## [Goal]
Rewrite the records from the line containing "one marker per instance, written like [444,300]" through the end of the records, keeping every line. Multiply only the coordinates in the answers by 0.4, round them to whole numbers with halves going up, and leave all other lines unchanged.

## [Position annotation records]
• • • •
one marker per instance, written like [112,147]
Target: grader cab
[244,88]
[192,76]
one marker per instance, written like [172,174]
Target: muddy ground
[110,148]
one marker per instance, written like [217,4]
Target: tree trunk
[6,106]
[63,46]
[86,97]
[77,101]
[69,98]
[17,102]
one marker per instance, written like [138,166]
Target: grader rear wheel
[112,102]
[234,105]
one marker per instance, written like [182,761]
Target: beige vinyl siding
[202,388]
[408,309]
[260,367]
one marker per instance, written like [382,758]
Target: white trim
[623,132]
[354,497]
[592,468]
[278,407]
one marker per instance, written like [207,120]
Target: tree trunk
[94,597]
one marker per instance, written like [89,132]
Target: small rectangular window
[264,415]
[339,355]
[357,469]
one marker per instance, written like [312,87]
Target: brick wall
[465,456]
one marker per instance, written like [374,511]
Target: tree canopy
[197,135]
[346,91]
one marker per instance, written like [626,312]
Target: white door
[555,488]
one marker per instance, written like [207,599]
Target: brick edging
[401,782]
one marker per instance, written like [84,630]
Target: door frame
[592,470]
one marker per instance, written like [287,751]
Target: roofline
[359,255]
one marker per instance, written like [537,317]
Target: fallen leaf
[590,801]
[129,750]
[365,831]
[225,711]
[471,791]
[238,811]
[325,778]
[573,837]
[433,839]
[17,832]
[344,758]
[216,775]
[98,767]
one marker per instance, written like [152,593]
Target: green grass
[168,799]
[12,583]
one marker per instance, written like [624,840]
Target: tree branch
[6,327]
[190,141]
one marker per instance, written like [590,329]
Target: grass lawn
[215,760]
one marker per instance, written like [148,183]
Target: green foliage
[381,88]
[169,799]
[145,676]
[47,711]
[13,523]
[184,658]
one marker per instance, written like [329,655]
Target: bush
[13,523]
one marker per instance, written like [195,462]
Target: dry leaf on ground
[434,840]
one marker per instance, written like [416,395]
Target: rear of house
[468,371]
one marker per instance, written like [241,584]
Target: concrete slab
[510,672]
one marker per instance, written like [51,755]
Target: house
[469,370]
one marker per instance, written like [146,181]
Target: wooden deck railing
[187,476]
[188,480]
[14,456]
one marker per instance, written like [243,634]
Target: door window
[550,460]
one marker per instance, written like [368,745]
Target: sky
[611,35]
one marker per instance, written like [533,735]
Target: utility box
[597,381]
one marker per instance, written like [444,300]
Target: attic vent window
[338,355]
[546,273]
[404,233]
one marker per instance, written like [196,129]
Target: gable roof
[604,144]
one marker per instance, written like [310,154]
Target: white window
• • • •
## [Expected answer]
one marker per instance, written like [444,300]
Target: attic vent window
[135,142]
[218,109]
[162,93]
one marker per instance, written like [196,129]
Target: gable roof
[242,58]
one marker per instance, written like [310,154]
Target: white window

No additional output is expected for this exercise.